* _GIVEN PROBLEM 1_
In the contributor bios, since what year has Cheryl Ball been editor of Kairos?
* _GIVEN PROBLEM 2_
In the contributor bios, copy the passage from "Alex Gil is" to "the 20th Century." word for word.

* _DOCUMENT_
_ _ _ _ _ _ _
Cheryl Ball states: I study and teach rhetorical activities and genres in digital media and publishing contexts, emphasizing how users learn to analyze and produce them towards professional purposes. I call this apprenticeship philosophy an editorial pedagogy. Since 2006, I have been editor of the online, peer-reviewed, open-access journal Kairos: Rhetoric, Technology, and Pedagogy, which exclusively publishes digital media scholarship and is read in 180 countries. This portfolio showcases my scholarship and teaching in rhetoric/composition, technical communication, and publishing studies, including articles in Computers and Composition, C&C Online, Fibreculture, Convergence, Programmatic Perspectives, Technical Communication Quarterly, and several visual rhetoric and multimodal textbooks. My other books include a scholarly multimedia collection The New Work of Composing (co-edited with Debra Journet and Ryan Trauman) and the print-based RAW: Reading and Writing New Media (co-edited with Jim Kalmbach). My newest book, Writer/Designer: A Guide to Making Multimodal Projects (with Kristin Arola and Jenny Sheppard), is available to order from Bedford/St. Martin’s Press. http://ceball.com

Alex Gil is Digital Scholarship Coordinator for the Humanities and History at Columbia. He serves as a consultant to faculty, students and the library on the impact of technology on humanities research, pedagogy and scholarly communications. Current projects include an open repository of syllabi for curricular research, an aggregator for digital humanities projects worldwide and other initiatives at the intersection of technology and the humanities. He is currently vice-chair of global-outlook::digital-humanities (GO::DH) and the organizer of the THATCamp Caribe series. His scholarly heart remains betrothed to Caribbean Literature in the 20th Century.

Matthew K. Gold is Associate Professor of English and Digital Humanities at City Tech and the Graduate Center of the City University of New York (CUNY). At the Graduate Center, he holds teaching appointments in the Ph.D. Program in English, the M.A. in Liberal Studies Program (MALS), and the Interactive Technology and Pedagogy Doctoral Certificate Program, and he serves as Advisor to the Provost for Master’s Programs and Digital Initiatives, Executive Officer of MALS, Director of the CUNY Academic Commons, Co-Director of the CUNY Digital Humanities Initiative, and Director of the GC Digital Scholarship Lab. He is editor of Debates in the Digital Humanities (University of Minnesota, 2012) and has published work in The Journal of Modern Literature, Kairos, and On the Horizon, as well as in the edited collections Digital Humanities Pedagogy: Practices, Principles and Politics (Open Book Publishers, 2012), From A to <A>: Keywords of Markup (University of Minnesota, 2010), and Learning Through Digital Media: Experiments in Technology and Pedagogy (iDC, 2010). His digital humanities projects, including “Looking for Whitman,” “Commons In A Box,” and “JustPublics@365” have been supported by grants from the NEH Office of Digital Humanities, the National Science Foundation, the U.S. Department of Education, the Alfred P. Sloan Foundation, and the Ford Foundation. He serves on the Executive Council of the Association for Computers and the Humanities, the Steering Committee of HASTAC, and the Editorial Board of Kairos: A Journal of Rhetoric, Technology, and Pedagogy. He can be found at mkgold.net and on twitter @mkgold.
_ _ _ _ _ _ _
* _DATA SUPPLIED_
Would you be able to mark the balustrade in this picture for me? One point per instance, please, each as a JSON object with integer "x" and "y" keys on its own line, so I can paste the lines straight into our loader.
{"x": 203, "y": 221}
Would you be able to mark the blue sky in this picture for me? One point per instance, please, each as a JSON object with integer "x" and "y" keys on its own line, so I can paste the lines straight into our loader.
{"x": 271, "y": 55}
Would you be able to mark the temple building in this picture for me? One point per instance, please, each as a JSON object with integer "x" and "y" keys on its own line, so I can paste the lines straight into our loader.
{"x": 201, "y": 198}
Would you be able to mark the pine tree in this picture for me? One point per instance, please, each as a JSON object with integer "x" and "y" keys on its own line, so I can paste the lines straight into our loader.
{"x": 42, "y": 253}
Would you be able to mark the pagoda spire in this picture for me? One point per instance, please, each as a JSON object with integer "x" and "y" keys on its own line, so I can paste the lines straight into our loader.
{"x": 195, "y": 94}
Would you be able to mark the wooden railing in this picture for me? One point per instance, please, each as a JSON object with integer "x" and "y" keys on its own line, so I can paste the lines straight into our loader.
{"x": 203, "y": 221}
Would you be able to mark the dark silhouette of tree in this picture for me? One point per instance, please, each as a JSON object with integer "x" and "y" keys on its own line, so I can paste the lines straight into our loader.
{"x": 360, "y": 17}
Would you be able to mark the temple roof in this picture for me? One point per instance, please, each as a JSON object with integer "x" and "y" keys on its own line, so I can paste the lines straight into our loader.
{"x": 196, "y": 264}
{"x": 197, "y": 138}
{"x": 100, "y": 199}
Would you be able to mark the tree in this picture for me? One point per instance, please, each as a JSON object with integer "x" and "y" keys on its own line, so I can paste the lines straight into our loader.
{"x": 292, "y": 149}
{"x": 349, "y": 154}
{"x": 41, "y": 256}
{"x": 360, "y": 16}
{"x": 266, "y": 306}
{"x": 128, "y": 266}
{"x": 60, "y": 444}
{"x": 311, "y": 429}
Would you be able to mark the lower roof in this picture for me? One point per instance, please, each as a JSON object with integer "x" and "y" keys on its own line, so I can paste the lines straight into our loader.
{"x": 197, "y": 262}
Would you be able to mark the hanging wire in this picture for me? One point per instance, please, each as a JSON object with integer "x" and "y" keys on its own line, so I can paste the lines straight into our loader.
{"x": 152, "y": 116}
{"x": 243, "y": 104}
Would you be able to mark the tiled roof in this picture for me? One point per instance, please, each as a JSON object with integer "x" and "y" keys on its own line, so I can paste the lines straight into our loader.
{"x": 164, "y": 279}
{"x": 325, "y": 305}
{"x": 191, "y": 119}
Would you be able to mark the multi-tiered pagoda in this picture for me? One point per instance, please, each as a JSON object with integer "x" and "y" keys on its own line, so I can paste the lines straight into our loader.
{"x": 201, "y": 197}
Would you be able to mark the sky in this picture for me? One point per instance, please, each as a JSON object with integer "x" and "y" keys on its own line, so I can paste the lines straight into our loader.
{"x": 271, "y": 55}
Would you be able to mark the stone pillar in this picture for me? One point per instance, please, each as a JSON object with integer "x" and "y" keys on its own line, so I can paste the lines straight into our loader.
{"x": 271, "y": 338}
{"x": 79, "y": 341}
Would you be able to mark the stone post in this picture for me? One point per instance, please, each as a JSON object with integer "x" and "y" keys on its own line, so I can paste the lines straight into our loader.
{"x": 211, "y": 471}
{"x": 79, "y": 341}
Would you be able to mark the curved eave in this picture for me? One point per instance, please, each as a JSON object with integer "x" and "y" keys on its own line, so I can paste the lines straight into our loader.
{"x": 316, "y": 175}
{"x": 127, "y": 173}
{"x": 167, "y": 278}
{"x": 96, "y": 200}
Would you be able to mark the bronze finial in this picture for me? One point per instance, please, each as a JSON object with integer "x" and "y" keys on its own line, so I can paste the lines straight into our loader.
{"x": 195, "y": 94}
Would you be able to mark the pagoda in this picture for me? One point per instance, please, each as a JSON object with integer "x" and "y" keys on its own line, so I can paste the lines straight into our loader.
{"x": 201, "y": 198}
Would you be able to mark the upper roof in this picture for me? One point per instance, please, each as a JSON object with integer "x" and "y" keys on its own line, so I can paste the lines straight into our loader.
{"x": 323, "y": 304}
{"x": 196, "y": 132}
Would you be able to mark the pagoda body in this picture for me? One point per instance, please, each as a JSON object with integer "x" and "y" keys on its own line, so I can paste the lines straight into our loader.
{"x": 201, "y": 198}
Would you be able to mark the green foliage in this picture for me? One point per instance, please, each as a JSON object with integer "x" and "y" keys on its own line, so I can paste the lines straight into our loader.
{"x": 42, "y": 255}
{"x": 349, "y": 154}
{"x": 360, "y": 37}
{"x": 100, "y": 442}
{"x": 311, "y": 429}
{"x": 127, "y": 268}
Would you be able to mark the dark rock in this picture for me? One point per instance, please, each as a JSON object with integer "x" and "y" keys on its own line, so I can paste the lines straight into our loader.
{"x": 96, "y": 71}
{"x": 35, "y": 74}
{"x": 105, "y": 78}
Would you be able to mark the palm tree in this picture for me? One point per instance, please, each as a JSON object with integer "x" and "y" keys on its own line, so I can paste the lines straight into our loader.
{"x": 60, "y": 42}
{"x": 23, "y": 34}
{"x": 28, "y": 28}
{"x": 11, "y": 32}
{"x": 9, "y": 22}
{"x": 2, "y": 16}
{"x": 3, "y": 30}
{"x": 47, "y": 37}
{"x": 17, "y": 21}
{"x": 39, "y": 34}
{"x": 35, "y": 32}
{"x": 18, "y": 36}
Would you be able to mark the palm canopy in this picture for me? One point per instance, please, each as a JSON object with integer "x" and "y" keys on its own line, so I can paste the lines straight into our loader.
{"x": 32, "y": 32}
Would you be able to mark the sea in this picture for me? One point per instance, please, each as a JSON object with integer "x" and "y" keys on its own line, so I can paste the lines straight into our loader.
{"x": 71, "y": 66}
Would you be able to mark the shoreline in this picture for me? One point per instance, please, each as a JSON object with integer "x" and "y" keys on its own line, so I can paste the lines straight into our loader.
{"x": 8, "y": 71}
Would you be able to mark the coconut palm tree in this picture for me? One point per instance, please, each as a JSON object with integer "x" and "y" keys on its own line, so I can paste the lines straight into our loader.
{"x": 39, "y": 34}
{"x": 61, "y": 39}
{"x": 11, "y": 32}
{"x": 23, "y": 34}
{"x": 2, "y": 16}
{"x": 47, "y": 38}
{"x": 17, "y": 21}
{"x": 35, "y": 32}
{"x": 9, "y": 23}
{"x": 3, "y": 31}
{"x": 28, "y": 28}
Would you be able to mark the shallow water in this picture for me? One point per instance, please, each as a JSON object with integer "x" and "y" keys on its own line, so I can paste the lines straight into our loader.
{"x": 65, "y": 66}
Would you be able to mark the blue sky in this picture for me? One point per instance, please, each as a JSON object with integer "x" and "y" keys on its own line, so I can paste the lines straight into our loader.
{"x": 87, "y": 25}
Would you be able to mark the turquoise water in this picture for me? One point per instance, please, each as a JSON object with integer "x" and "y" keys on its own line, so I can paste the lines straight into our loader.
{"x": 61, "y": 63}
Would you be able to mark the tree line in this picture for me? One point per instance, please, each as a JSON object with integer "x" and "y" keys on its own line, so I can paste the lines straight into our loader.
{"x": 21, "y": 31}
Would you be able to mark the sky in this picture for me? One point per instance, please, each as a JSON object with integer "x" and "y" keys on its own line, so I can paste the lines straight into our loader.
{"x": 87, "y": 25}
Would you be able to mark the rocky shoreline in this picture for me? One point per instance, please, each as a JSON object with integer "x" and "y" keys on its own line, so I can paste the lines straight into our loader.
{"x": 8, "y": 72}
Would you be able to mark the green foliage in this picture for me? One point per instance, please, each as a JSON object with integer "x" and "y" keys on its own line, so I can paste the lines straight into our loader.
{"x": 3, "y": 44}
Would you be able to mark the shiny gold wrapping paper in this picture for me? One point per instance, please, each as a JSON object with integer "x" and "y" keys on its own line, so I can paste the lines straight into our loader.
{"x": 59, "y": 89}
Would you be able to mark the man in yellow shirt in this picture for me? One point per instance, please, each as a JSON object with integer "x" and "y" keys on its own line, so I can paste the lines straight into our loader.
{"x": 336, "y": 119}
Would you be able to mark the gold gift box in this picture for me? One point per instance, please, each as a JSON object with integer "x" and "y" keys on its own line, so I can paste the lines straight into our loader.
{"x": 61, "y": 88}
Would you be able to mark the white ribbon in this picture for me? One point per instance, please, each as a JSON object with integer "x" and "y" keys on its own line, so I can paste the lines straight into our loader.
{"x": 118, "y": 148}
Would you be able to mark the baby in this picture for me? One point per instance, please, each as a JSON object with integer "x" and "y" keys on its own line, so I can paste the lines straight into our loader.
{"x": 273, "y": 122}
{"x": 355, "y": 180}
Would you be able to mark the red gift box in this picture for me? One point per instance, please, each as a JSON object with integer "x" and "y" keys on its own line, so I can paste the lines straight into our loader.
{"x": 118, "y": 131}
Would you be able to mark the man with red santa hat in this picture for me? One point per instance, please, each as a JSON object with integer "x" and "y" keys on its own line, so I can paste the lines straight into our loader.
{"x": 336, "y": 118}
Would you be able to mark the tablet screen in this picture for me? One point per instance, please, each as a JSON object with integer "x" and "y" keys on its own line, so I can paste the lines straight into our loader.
_ _ _ _ _ _ _
* _WRITTEN REPLY 1_
Since 2006.

* _WRITTEN REPLY 2_
Alex Gil is Digital Scholarship Coordinator for the Humanities and History at Columbia. He serves as a consultant to faculty, students and the library on the impact of technology on humanities research, pedagogy and scholarly communications. Current projects include an open repository of syllabi for curricular research, an aggregator for digital humanities projects worldwide and other initiatives at the intersection of technology and the humanities. He is currently vice-chair of global-outlook::digital-humanities (GO::DH) and the organizer of the THATCamp Caribe series. His scholarly heart remains betrothed to Caribbean Literature in the 20th Century.